*** SOURCE DATA Section Begins ***

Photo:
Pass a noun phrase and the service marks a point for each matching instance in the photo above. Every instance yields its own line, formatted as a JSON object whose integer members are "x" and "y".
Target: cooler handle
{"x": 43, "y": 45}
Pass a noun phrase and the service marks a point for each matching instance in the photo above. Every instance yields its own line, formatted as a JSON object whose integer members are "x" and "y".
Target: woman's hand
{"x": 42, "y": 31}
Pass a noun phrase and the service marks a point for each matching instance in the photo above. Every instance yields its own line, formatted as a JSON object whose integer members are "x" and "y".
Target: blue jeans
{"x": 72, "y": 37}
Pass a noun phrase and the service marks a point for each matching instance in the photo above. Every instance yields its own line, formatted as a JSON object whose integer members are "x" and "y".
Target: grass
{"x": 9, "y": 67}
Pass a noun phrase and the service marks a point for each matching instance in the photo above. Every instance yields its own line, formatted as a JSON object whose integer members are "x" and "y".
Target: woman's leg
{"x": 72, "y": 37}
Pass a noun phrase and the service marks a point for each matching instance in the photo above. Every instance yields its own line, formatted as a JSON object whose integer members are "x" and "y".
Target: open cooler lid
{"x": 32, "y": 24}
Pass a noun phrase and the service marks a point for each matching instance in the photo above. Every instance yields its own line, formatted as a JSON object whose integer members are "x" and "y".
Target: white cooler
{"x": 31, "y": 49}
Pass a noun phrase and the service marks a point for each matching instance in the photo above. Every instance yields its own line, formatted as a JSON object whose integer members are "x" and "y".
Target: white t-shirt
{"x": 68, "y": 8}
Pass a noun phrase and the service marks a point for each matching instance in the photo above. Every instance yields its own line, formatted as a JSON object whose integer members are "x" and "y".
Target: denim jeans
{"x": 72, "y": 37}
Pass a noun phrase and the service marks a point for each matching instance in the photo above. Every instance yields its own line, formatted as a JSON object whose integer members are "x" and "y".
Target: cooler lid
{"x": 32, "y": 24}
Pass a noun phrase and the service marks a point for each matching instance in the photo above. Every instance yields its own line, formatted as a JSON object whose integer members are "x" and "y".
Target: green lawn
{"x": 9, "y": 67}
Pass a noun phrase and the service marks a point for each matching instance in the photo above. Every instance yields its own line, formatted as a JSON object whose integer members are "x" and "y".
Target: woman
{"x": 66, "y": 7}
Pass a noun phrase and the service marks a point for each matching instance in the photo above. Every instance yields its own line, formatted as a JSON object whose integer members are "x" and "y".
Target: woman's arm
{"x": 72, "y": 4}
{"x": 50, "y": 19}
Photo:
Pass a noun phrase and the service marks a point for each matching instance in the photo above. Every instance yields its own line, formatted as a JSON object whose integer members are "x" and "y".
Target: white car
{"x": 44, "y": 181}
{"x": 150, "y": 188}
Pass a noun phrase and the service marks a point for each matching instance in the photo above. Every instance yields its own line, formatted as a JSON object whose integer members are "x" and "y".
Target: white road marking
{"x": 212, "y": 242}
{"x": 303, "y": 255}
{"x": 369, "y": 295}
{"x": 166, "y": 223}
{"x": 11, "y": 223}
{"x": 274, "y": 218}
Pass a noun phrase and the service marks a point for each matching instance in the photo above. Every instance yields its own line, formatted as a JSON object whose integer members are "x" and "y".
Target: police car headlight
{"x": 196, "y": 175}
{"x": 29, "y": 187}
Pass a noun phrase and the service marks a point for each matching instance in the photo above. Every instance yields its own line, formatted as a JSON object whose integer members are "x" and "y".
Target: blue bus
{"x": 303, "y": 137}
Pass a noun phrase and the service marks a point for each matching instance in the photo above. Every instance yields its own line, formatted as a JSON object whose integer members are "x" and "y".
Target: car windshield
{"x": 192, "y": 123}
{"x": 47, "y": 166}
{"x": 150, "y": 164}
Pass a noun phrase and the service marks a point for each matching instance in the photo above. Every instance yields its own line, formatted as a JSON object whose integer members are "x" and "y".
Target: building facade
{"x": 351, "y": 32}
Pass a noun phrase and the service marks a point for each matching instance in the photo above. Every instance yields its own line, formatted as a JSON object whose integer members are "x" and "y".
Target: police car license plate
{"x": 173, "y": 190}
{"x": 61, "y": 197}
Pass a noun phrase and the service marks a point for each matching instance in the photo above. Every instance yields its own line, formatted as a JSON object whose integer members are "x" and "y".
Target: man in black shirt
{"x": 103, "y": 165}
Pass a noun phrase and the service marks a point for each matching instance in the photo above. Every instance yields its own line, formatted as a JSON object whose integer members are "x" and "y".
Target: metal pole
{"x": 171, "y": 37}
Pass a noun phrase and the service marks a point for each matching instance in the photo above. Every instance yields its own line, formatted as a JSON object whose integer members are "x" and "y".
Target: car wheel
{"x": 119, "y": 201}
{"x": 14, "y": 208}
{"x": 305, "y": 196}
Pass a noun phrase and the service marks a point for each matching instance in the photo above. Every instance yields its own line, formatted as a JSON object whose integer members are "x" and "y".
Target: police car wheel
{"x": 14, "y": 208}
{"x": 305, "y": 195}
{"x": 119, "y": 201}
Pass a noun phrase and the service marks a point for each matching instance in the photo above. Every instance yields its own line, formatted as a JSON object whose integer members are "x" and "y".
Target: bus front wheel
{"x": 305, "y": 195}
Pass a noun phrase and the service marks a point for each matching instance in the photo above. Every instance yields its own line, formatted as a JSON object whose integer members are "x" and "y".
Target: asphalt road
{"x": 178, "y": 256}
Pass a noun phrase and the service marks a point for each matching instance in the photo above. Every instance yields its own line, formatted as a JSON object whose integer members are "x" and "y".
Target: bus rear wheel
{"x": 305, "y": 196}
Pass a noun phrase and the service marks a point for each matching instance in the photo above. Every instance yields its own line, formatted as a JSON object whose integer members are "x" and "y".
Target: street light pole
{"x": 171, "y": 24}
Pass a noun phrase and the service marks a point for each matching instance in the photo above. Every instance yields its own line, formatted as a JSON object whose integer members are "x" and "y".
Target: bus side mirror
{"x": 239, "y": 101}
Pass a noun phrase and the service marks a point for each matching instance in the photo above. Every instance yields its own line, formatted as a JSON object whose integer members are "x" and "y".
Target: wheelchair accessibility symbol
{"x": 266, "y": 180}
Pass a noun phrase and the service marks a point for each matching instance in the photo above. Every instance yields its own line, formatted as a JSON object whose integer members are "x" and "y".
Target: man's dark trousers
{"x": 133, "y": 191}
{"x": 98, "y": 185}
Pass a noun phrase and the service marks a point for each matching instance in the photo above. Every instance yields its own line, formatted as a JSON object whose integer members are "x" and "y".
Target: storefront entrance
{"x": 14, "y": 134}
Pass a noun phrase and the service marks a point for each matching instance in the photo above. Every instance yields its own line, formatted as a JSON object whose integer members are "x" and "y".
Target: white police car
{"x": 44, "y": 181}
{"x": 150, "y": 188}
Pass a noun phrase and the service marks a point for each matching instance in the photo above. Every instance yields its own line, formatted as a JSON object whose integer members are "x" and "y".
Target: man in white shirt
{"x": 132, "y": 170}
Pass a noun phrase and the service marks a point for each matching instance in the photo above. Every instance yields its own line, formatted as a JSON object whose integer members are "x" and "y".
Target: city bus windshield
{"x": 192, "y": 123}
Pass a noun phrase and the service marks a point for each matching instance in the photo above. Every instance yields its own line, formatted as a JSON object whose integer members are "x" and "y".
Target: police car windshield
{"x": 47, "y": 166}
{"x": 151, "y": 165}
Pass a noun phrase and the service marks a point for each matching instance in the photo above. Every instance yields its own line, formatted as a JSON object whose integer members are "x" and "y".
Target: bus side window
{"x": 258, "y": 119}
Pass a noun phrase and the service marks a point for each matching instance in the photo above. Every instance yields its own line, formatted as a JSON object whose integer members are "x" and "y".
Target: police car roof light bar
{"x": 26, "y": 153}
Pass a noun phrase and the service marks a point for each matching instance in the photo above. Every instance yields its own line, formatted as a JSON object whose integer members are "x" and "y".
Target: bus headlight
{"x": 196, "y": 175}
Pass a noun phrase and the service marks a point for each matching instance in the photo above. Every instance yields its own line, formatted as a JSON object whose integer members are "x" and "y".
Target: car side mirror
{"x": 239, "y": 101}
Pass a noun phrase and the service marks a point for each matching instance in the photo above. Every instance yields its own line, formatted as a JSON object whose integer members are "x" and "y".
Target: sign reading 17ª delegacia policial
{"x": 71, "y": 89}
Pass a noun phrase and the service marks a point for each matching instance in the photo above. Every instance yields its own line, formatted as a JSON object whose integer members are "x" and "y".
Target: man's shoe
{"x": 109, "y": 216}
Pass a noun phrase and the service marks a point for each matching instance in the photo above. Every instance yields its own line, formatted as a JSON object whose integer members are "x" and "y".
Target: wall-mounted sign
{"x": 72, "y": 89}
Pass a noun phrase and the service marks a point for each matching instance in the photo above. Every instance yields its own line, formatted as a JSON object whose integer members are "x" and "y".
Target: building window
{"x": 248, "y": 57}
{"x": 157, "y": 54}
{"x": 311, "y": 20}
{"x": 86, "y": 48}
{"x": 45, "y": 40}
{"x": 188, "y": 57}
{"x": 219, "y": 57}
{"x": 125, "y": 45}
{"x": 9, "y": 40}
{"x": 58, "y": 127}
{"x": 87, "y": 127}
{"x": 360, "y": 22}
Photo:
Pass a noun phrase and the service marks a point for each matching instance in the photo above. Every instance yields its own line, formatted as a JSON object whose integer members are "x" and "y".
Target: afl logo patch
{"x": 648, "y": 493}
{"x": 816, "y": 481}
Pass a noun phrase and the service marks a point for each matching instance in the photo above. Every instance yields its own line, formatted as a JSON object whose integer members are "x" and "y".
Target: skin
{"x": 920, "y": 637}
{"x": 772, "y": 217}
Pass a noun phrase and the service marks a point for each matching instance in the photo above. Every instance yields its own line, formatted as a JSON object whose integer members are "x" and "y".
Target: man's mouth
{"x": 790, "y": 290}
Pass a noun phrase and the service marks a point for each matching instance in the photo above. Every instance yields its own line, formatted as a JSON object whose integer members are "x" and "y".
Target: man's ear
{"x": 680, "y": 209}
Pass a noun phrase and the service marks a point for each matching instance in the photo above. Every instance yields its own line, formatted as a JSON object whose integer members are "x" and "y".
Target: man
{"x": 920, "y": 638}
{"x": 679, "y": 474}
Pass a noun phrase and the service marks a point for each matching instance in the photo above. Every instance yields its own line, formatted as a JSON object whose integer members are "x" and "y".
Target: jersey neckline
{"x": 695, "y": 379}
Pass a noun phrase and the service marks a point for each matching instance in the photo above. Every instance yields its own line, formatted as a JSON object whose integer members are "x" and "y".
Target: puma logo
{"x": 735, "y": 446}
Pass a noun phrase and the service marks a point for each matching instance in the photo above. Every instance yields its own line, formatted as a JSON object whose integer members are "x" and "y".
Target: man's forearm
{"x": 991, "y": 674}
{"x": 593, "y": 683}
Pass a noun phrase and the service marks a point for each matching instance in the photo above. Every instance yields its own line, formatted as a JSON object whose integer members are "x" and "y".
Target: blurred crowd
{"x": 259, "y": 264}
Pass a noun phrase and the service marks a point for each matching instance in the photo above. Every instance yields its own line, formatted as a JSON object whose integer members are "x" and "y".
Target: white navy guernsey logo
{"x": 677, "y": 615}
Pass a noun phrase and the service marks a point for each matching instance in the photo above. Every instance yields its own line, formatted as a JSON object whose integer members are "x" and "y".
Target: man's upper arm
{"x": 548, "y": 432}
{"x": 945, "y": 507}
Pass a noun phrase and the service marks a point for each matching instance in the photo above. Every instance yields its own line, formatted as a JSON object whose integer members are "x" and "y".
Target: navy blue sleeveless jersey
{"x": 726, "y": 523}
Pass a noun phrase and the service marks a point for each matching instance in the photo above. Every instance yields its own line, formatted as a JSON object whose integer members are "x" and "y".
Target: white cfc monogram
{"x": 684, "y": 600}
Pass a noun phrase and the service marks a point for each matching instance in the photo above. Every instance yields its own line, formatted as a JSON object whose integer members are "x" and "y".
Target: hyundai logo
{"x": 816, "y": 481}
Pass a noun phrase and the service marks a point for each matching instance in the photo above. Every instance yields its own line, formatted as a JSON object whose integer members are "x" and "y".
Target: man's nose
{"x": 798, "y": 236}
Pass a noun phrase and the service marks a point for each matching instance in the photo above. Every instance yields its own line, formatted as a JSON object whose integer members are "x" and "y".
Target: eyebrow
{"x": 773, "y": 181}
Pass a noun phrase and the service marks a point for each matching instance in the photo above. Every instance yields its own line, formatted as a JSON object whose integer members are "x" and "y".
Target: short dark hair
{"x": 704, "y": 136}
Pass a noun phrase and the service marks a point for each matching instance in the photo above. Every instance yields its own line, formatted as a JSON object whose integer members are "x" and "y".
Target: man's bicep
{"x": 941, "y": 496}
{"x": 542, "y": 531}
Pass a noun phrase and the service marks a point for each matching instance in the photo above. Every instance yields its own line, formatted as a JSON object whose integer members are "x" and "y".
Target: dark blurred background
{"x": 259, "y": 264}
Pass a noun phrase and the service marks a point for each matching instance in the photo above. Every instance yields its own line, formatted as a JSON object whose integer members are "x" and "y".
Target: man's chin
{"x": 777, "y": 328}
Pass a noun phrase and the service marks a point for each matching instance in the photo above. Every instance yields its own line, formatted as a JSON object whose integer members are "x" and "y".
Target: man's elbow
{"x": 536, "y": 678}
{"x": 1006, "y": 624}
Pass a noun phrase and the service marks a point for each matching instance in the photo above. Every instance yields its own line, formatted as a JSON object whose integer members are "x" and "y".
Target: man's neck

*** SOURCE DATA Section Ends ***

• TRY IT: Retype exactly, and only, the lines that run from the one with "Target: man's chin" through the final line of the entries.

• REPLY:
Target: man's chin
{"x": 777, "y": 328}
Pass a noun phrase and the service marks a point for each matching instance in the photo above. Every instance yields its own line, formatted as a JSON object whose integer members are "x" and "y".
Target: man's elbow
{"x": 536, "y": 678}
{"x": 1006, "y": 624}
Pass a noun phrase and the service marks a point for each matching instance in the photo above. Every instance yields its own line, formatted as a JSON object whose integer members are "x" and "y".
Target: man's neck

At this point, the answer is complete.